→ **PROBLEM TO WORK ON**
The required output is the exact sequence of lines from the line holding "of the bare" to the end of the records, inclusive.

→ **RECORDED DATA**
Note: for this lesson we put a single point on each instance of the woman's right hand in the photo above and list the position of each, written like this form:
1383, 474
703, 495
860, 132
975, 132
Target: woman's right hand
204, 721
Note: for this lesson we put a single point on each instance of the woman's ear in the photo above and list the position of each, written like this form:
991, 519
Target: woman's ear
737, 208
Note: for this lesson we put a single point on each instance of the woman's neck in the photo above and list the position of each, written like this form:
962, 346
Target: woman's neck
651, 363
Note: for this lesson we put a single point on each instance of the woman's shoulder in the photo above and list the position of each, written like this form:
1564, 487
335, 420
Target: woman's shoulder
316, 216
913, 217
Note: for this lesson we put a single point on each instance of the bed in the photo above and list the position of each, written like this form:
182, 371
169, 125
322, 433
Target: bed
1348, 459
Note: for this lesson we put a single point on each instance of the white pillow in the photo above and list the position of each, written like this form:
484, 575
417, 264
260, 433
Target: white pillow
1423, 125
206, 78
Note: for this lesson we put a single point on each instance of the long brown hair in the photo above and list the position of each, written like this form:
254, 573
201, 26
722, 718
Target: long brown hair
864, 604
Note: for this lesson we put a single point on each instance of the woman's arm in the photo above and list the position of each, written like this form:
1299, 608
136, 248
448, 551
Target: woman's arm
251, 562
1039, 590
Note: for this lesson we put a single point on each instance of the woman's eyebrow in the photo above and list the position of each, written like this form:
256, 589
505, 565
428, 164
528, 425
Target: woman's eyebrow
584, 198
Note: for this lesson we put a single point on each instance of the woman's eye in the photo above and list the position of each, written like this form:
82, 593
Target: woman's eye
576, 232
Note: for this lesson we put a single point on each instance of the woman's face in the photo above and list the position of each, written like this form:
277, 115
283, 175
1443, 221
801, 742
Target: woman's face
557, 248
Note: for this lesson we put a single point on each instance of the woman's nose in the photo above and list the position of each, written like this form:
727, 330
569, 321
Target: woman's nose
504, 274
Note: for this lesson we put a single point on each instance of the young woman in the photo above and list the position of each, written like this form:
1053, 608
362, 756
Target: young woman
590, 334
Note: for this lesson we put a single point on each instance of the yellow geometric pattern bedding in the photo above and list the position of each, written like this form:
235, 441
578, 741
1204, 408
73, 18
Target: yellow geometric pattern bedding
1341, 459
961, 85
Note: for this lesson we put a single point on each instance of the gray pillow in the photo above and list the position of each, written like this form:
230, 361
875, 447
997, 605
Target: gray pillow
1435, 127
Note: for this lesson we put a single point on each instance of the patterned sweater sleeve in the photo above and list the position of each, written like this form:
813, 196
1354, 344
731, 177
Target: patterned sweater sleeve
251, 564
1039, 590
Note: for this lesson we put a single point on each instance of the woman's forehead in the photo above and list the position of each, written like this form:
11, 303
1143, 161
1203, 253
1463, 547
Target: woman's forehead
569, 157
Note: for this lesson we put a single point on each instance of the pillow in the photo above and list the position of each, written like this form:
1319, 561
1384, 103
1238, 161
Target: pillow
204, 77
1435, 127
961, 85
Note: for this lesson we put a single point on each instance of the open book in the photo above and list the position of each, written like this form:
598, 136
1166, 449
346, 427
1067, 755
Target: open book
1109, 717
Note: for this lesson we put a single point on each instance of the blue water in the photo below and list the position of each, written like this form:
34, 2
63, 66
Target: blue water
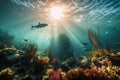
17, 16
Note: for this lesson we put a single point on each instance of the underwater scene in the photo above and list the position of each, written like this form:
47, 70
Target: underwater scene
59, 39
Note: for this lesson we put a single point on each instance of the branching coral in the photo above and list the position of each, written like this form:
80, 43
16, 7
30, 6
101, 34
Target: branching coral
6, 74
112, 72
85, 74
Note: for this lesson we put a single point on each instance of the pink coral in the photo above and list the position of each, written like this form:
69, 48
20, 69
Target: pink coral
56, 75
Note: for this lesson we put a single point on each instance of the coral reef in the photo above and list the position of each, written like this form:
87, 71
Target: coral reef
85, 74
27, 64
112, 72
6, 74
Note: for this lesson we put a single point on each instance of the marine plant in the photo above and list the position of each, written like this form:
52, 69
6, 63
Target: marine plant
6, 74
64, 46
85, 74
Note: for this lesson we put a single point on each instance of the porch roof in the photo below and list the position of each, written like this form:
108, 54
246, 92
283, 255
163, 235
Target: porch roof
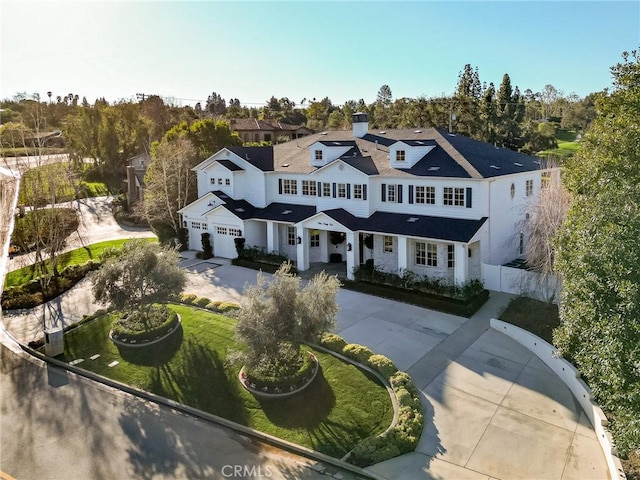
281, 212
422, 226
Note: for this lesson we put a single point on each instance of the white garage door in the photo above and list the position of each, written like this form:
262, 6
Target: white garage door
223, 243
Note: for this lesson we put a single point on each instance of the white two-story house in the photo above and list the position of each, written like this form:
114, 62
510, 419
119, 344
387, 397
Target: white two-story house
425, 200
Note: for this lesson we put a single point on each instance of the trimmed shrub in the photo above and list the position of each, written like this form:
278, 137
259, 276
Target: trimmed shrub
188, 298
213, 305
228, 307
145, 325
297, 379
333, 342
201, 302
359, 353
382, 365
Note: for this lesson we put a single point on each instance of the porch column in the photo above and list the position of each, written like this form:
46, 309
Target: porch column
353, 239
324, 246
272, 237
403, 253
302, 248
461, 260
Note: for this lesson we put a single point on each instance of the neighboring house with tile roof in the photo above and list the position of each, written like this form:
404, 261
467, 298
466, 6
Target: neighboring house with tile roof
252, 130
422, 200
136, 169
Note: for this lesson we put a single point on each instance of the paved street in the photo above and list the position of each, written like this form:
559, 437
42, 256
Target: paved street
96, 225
56, 425
492, 409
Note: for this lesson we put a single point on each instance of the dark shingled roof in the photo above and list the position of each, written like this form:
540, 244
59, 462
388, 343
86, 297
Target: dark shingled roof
281, 212
483, 155
229, 165
259, 157
437, 228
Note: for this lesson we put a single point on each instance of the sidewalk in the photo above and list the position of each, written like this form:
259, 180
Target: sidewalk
492, 409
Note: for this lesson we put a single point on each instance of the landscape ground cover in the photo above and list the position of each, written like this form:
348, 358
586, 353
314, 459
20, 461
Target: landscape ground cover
73, 257
341, 407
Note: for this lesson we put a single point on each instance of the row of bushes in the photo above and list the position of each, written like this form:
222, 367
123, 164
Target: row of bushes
409, 280
256, 254
454, 306
213, 305
403, 437
145, 325
33, 294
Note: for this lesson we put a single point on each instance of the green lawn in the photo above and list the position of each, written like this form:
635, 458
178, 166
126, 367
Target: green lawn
74, 257
567, 145
539, 318
38, 184
341, 407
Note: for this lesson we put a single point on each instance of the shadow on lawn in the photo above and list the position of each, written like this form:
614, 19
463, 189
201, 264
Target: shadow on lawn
154, 355
198, 377
306, 409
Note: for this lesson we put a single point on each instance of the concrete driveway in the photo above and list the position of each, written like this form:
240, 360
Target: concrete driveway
492, 410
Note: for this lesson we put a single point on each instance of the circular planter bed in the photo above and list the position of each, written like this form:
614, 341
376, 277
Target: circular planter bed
155, 337
283, 388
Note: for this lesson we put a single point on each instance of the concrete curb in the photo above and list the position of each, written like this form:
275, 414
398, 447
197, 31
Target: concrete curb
571, 378
247, 431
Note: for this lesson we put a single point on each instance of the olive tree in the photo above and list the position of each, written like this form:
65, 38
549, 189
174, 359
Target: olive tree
599, 254
278, 315
138, 275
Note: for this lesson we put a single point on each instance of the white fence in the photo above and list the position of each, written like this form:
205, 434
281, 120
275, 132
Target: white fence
571, 378
521, 282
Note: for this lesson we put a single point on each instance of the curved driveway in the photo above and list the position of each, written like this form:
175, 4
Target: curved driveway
492, 409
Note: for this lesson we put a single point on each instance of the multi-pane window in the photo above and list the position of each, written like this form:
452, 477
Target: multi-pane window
387, 244
546, 177
289, 187
314, 240
529, 188
421, 253
453, 196
291, 235
432, 255
309, 188
451, 256
425, 195
391, 193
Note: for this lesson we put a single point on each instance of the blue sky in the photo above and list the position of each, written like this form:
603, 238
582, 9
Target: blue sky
307, 49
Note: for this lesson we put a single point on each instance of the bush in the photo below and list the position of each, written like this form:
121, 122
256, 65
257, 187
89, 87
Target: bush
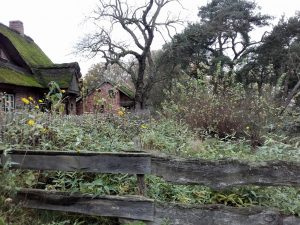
231, 113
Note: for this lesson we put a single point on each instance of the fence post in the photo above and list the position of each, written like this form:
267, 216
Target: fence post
141, 184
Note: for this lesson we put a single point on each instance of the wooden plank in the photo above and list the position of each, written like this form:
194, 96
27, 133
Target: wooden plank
130, 207
226, 173
131, 163
219, 215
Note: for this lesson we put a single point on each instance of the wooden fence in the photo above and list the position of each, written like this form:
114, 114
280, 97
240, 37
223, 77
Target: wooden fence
215, 174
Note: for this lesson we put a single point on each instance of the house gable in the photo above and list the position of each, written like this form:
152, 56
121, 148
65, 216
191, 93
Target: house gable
26, 47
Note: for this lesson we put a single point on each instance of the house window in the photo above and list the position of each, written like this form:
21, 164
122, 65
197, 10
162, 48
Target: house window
8, 102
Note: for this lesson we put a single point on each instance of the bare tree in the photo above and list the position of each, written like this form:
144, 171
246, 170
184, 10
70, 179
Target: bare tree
139, 23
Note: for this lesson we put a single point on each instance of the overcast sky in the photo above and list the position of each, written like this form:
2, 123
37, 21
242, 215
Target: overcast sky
57, 25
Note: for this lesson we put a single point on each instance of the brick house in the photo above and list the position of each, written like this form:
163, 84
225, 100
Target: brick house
25, 70
108, 97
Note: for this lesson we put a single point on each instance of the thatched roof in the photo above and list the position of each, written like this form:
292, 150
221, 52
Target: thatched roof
30, 66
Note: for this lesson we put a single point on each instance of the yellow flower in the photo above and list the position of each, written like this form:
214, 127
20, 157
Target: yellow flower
25, 101
143, 126
30, 122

→ **RESPONSE TO THE TASK**
Note: for this lesson we put a single point on each instance of the bare tree in the photo above and list the position of each, written like this form:
144, 171
246, 170
184, 10
70, 179
Target: bare tree
139, 23
Note: for this lesson we put a single point on each instance of the overcast sky in the photo above and list the position of each, written like this form:
2, 123
37, 21
242, 215
Target: overcast sky
57, 25
Note: for this lesson we put a single point on each instance of the brick house in the photo above and list the position of each, written like this form:
163, 84
225, 100
Target: brick house
25, 70
108, 97
Note: for this lesson we put a single point on each instance of the thatched roof in the photo above and list the position of each, written like this form:
292, 150
221, 52
Target: thatched roof
30, 66
Note: for this lesson we put a single point on each instance of the yellow flower in the photo above and list the position of each, written like this form:
214, 127
20, 157
Target: yellow flower
25, 101
143, 126
30, 122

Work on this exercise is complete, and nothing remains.